* start AVAILABLE RECORDS *
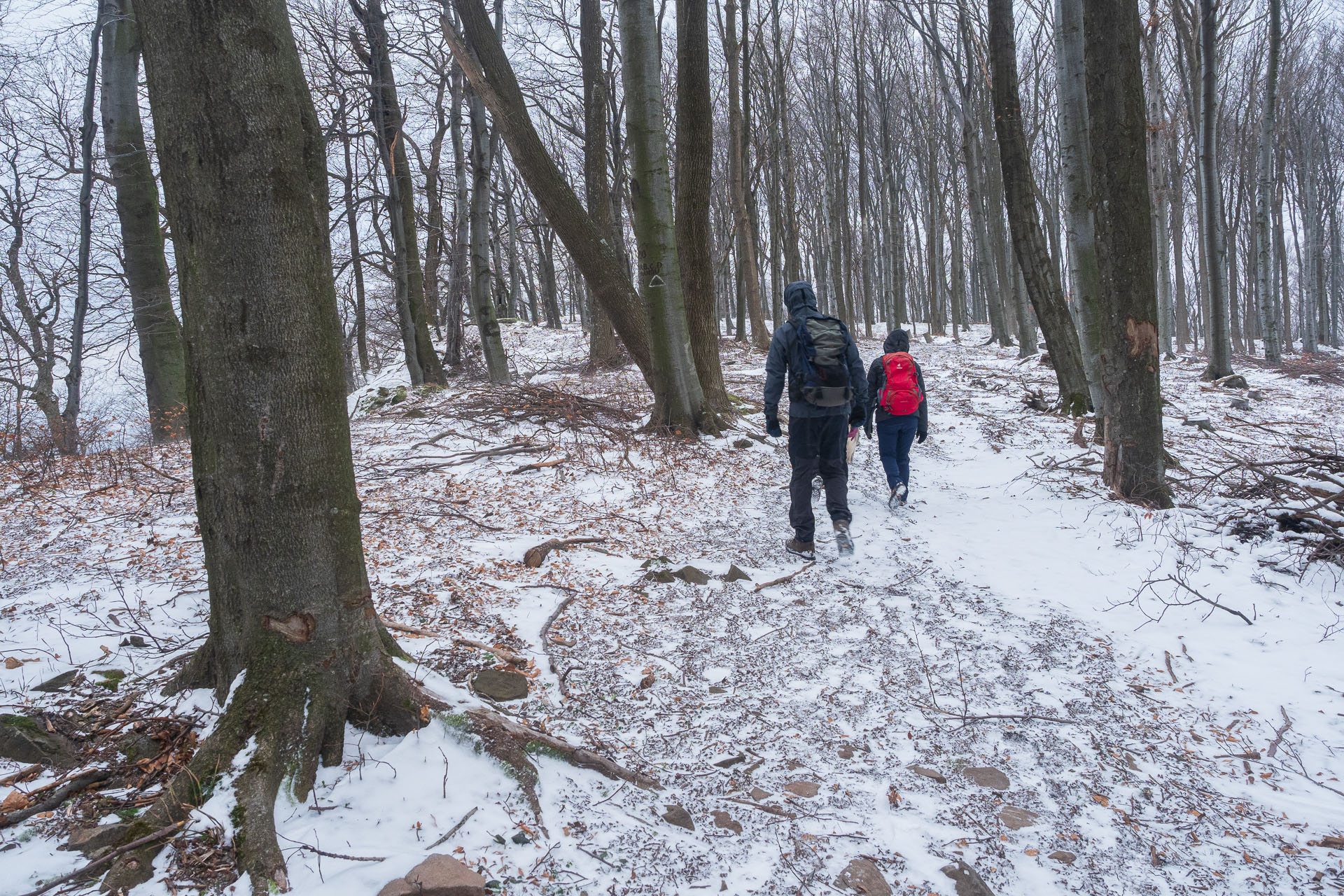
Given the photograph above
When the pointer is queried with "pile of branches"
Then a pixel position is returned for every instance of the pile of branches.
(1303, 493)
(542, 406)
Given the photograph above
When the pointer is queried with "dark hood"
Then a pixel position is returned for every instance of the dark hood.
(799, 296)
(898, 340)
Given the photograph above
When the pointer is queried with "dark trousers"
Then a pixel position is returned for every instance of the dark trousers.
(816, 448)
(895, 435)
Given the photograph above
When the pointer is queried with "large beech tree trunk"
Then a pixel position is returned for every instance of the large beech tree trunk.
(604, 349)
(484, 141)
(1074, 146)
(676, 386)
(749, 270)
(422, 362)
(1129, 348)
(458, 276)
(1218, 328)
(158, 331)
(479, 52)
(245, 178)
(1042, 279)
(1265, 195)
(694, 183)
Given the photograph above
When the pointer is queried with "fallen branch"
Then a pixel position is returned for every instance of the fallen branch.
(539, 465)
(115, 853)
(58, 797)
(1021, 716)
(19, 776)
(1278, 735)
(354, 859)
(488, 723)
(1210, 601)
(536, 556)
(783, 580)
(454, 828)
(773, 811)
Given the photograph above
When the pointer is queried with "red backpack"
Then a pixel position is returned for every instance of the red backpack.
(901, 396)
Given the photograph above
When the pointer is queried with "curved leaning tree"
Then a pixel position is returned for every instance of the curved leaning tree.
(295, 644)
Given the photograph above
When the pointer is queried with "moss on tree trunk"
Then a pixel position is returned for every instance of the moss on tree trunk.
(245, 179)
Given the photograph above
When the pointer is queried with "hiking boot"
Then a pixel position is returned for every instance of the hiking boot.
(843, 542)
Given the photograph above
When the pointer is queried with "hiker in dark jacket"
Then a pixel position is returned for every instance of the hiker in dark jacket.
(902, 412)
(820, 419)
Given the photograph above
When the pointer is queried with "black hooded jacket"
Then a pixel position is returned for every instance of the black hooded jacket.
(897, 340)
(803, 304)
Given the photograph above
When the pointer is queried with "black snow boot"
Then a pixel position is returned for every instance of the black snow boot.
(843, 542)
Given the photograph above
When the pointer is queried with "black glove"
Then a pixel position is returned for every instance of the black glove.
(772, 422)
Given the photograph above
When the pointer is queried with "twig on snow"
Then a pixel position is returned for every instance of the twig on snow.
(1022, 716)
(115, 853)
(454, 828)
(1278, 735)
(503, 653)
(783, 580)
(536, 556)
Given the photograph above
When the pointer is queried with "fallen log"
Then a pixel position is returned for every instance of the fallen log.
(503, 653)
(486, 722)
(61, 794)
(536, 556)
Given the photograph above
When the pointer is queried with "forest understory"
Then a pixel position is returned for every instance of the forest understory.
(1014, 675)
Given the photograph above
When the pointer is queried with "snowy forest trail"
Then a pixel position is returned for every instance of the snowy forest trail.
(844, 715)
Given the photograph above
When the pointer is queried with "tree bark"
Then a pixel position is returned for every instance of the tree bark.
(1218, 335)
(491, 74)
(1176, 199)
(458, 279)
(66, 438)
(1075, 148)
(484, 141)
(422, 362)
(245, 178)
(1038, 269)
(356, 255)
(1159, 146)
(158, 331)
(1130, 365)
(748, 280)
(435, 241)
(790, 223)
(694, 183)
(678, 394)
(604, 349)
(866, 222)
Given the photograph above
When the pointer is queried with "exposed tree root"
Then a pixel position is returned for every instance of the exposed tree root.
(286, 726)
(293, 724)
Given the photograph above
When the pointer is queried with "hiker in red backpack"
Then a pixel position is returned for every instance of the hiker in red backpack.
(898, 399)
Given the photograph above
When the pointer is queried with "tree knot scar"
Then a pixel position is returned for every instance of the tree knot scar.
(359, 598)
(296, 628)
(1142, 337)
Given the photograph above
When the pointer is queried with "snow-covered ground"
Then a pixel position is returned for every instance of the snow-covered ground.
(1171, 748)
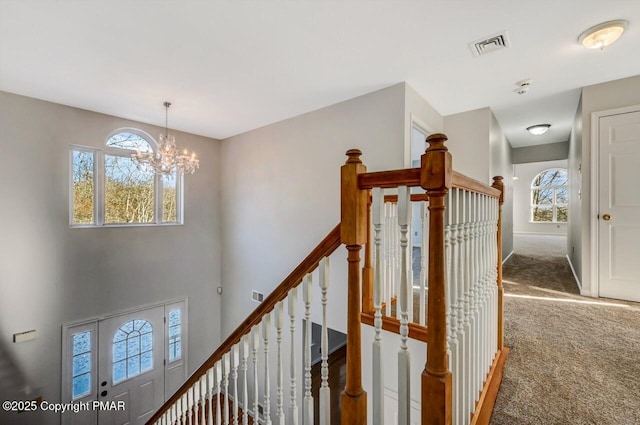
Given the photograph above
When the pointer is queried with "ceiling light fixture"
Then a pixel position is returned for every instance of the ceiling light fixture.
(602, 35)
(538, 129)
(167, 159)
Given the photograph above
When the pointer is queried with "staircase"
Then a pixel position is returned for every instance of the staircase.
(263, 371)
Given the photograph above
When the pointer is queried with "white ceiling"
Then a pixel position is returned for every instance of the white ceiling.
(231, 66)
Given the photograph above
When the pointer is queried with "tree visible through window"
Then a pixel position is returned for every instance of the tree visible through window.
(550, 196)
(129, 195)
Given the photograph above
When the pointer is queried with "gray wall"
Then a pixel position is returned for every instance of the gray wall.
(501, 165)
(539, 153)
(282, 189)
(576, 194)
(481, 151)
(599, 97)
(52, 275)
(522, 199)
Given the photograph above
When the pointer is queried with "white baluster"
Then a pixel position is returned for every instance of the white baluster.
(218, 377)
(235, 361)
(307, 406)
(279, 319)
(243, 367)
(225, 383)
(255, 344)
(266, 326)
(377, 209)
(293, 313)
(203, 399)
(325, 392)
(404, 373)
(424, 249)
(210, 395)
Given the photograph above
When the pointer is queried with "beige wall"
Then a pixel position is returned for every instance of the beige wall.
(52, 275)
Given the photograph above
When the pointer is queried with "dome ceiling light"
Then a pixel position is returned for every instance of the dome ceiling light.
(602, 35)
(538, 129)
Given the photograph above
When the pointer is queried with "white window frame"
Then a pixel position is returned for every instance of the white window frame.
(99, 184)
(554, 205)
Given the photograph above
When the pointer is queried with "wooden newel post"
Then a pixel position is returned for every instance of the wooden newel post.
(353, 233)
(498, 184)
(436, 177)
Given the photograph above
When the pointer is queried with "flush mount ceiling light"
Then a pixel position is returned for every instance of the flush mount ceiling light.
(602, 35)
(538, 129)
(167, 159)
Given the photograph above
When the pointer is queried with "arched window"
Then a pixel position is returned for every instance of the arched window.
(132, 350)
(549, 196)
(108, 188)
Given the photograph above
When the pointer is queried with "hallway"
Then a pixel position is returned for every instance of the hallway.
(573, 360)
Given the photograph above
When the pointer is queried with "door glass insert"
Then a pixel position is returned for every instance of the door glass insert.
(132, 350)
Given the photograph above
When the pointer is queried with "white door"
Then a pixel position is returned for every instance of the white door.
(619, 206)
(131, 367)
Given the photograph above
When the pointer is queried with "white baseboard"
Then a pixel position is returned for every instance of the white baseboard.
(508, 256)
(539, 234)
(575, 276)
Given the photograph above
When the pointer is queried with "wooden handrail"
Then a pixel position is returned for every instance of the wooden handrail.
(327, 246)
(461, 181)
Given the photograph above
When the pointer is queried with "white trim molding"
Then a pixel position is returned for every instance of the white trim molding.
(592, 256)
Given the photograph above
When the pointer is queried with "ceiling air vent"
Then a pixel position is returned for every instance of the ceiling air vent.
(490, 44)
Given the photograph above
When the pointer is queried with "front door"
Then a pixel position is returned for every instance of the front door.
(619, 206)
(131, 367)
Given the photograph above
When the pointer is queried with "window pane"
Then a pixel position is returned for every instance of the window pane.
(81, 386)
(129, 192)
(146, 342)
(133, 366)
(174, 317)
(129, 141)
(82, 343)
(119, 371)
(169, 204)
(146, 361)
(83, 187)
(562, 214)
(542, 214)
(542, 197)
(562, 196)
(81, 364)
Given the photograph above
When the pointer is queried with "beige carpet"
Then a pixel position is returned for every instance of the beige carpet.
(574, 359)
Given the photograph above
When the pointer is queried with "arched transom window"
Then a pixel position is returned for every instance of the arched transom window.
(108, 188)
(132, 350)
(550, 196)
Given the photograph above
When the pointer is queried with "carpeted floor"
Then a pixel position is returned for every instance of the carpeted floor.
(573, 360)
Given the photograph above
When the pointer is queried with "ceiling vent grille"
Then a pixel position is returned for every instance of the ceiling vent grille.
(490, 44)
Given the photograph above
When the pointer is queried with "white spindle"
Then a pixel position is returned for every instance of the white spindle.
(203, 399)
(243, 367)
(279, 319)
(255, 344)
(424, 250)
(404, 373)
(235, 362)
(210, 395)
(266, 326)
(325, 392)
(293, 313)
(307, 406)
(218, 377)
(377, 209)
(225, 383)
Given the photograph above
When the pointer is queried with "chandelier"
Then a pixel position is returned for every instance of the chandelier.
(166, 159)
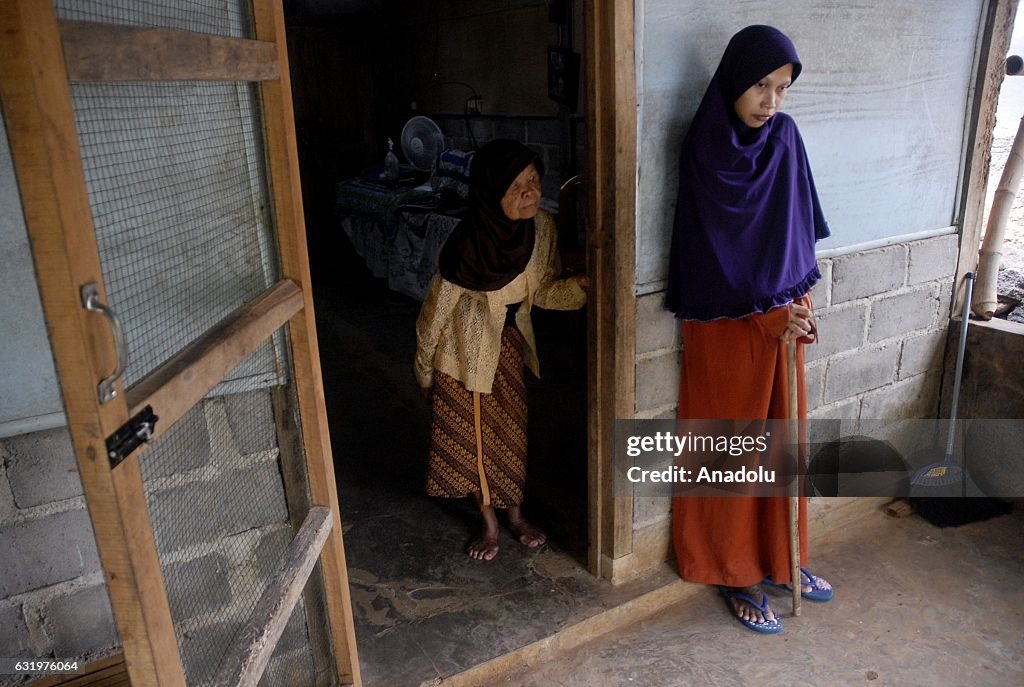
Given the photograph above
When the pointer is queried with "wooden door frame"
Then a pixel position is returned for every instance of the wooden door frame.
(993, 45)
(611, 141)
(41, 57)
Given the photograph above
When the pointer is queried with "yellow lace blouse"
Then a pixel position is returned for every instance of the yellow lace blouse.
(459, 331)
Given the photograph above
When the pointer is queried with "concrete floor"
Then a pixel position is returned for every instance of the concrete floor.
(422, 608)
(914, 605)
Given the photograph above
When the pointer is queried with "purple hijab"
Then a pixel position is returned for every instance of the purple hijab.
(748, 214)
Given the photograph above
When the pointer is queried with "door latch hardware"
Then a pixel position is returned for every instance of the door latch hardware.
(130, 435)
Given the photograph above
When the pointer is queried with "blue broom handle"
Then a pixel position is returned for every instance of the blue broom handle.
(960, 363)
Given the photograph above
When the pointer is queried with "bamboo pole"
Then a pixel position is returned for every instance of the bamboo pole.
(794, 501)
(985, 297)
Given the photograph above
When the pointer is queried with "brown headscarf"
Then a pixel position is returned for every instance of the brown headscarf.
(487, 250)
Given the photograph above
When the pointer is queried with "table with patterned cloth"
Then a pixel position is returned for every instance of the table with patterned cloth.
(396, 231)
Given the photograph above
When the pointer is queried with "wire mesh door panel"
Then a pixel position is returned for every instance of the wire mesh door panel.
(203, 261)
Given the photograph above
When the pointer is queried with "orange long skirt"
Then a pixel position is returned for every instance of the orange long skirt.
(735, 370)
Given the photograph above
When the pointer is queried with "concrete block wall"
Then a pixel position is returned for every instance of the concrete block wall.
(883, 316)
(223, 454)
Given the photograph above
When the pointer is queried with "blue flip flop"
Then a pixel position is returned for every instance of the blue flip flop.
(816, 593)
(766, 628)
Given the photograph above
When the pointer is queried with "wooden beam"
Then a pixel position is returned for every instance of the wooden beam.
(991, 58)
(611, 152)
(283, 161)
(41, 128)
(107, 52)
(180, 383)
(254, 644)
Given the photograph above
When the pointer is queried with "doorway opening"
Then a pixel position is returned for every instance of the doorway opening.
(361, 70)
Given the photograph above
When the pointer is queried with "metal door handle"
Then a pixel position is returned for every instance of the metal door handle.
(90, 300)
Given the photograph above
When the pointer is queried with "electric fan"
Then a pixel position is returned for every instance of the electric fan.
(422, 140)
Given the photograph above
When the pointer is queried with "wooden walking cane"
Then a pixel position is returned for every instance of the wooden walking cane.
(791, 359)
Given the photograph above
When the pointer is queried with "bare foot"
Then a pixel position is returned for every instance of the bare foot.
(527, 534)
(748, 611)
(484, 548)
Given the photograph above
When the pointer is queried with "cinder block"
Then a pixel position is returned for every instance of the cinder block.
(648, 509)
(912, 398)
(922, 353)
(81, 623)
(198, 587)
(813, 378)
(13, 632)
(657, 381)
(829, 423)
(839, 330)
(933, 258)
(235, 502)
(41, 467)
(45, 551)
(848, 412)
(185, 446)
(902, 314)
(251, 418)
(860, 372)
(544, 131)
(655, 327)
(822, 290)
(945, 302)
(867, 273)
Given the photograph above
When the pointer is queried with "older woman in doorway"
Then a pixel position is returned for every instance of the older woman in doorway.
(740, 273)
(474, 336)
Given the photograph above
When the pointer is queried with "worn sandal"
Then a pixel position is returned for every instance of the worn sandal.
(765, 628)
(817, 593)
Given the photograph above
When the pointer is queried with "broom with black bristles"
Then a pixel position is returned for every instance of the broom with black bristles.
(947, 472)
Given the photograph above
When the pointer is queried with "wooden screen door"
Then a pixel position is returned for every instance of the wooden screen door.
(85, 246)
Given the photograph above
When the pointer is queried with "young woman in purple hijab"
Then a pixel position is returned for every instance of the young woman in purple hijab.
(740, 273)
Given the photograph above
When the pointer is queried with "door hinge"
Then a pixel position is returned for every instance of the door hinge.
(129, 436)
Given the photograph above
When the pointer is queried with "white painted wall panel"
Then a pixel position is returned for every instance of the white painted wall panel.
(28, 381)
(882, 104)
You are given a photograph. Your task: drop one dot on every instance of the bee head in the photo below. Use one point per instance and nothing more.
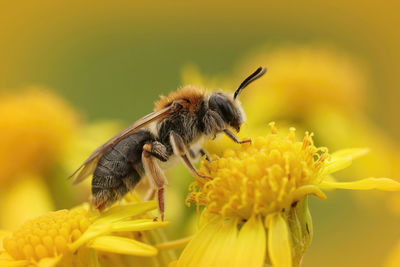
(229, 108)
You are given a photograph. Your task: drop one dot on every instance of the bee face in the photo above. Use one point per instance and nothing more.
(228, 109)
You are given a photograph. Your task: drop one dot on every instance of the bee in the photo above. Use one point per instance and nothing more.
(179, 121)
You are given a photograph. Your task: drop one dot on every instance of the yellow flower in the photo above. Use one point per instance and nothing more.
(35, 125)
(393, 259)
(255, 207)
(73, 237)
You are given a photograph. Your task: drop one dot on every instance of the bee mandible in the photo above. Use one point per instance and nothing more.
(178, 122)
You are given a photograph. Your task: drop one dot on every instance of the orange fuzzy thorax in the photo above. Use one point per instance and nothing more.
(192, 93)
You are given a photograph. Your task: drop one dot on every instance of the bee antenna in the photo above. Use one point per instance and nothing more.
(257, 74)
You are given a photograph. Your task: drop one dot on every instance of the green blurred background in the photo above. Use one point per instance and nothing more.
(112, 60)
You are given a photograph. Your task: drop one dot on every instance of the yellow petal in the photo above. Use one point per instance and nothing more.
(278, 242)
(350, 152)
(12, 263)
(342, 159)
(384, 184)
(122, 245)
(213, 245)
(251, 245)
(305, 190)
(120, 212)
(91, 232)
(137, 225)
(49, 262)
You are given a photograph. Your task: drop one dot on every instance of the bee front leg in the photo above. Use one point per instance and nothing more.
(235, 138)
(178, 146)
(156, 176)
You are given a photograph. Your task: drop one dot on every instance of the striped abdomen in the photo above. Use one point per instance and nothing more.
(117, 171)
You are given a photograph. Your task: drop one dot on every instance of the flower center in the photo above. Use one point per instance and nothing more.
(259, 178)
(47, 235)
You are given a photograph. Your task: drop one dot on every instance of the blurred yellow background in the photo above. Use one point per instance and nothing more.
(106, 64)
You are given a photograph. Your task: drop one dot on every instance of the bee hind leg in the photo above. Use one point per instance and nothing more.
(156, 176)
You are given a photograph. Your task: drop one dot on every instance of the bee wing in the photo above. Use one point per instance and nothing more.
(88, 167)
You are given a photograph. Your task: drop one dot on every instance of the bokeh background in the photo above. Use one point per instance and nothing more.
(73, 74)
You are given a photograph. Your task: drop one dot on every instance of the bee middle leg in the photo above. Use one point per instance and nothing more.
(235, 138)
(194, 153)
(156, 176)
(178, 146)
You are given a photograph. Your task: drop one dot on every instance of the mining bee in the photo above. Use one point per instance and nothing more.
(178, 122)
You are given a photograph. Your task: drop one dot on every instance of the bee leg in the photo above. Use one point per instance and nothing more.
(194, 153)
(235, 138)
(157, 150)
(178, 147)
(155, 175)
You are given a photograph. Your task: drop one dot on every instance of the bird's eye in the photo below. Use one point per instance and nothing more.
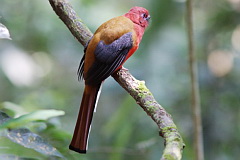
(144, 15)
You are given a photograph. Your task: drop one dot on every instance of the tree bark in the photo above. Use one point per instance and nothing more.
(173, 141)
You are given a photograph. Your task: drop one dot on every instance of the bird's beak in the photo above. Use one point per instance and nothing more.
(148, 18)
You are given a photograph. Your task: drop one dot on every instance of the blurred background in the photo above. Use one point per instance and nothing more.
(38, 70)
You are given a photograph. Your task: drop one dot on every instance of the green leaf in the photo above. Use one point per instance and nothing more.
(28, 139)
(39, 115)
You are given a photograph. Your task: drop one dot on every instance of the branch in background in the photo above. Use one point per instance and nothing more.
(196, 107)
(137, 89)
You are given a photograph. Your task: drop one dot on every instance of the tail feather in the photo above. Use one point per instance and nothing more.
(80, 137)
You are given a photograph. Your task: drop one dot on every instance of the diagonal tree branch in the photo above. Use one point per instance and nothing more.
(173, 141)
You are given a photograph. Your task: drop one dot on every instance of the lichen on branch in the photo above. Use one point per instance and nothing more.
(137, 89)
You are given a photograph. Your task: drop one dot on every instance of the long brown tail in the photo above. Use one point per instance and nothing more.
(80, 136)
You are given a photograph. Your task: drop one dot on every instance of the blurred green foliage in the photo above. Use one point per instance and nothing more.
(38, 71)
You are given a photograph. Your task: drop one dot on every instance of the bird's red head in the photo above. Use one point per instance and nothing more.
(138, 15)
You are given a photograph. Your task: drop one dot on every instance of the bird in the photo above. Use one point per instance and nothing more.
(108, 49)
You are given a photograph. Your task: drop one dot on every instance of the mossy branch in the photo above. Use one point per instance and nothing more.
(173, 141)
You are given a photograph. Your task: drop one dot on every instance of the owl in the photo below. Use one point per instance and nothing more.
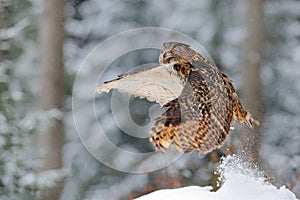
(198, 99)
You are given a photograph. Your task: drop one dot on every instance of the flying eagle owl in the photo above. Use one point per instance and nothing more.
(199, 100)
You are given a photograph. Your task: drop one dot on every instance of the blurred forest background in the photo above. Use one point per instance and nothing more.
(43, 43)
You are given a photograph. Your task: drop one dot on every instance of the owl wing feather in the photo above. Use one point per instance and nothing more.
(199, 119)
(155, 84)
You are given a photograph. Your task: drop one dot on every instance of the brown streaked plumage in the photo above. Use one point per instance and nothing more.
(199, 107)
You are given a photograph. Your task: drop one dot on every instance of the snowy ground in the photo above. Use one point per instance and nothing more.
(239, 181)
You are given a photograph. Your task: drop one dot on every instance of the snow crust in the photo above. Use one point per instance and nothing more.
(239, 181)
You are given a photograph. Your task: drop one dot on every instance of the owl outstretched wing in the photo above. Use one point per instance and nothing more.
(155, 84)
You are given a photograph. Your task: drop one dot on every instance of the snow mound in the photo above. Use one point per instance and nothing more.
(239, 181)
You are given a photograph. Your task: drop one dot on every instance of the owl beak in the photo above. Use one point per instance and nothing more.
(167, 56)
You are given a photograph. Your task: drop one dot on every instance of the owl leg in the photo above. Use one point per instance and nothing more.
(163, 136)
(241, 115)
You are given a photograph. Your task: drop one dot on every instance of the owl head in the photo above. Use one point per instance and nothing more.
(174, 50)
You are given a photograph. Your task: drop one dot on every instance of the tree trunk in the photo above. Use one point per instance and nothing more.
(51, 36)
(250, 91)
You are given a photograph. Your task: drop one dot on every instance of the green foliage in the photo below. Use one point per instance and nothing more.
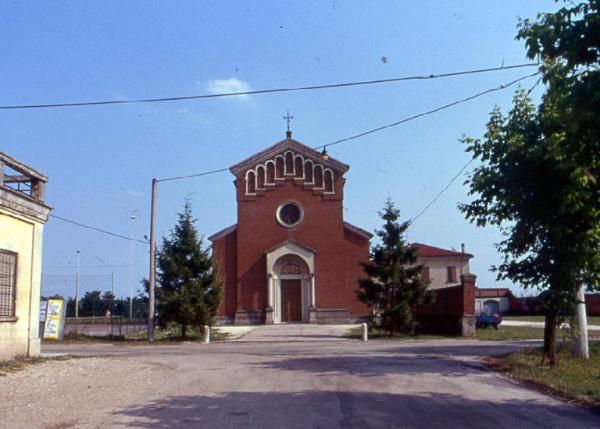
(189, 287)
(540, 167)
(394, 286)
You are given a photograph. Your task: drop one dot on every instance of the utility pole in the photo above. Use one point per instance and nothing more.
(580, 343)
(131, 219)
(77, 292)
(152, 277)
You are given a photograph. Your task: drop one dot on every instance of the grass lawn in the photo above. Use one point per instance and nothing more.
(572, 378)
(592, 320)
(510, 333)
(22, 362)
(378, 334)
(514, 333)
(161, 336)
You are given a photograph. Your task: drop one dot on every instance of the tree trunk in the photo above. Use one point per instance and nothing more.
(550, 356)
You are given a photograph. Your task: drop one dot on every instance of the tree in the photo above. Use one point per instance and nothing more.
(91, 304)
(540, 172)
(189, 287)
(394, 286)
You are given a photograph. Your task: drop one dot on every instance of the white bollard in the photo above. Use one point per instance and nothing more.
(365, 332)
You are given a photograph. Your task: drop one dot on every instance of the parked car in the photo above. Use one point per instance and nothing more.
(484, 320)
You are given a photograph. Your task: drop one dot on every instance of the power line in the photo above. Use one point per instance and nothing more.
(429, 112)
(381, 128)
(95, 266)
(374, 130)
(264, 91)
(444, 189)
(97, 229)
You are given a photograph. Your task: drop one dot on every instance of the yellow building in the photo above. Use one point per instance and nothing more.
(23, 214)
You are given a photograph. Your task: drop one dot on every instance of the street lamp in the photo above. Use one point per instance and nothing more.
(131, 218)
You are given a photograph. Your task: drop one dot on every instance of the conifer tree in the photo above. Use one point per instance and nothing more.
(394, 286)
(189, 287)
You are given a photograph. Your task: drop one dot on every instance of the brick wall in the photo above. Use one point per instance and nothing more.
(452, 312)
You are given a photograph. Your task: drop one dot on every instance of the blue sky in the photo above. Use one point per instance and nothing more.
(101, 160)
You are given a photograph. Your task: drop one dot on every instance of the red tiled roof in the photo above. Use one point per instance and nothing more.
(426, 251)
* end AVAILABLE RECORDS *
PROBLEM TO SOLVE: Would you give again, word for word, every line from the one with "the tree in" through the final line of the listing above?

SOLUTION TO THE EXERCISE:
You are given a photograph. Your task: drop one dot on every instance of the tree in the photo above. Use one point per instance and nothing more.
(91, 304)
(540, 172)
(189, 287)
(394, 286)
You are given a photograph. Your task: drop one dot on every instance of the white bollard in the photo above. Use one point per instance and nothing more.
(365, 332)
You are given a photograph. Your task: drop one dot on every instance of the parked car in the photo above. Use one point per instance and nothing more.
(484, 320)
You are given a photograph. Your task: drop one dot on every instance of the power line in the photo above. Use one point per instance and nothing more.
(429, 112)
(381, 128)
(95, 266)
(374, 130)
(264, 91)
(444, 189)
(97, 229)
You are given a photograph. Your task: drop one dot on every instance of the yellow building in the photo above. Use one point per instance and nothing more.
(23, 214)
You are given a photograph. Your task: drop one dot on every instance of the street lamp in the photo above. Use one point per instance and nothing more.
(131, 218)
You are given a photograph. Your task: drop one dot on every instance of the conifer tree in the photo above. Use one point per instance and nothing more.
(394, 286)
(189, 287)
You are given a photograph. Your task: drop one dot on every instance of the brick wall in the photo above. Use one point per instance and nothing more.
(452, 312)
You are given a photograph. Your task: drop one dot on every instance of the blue sky in the photo above. Use one point per instance and nothing more.
(101, 160)
You are given a photograph. Your task: drop one dot on every instance of the red tiled roof in the photo above. Use one point per instance and nothing more.
(426, 251)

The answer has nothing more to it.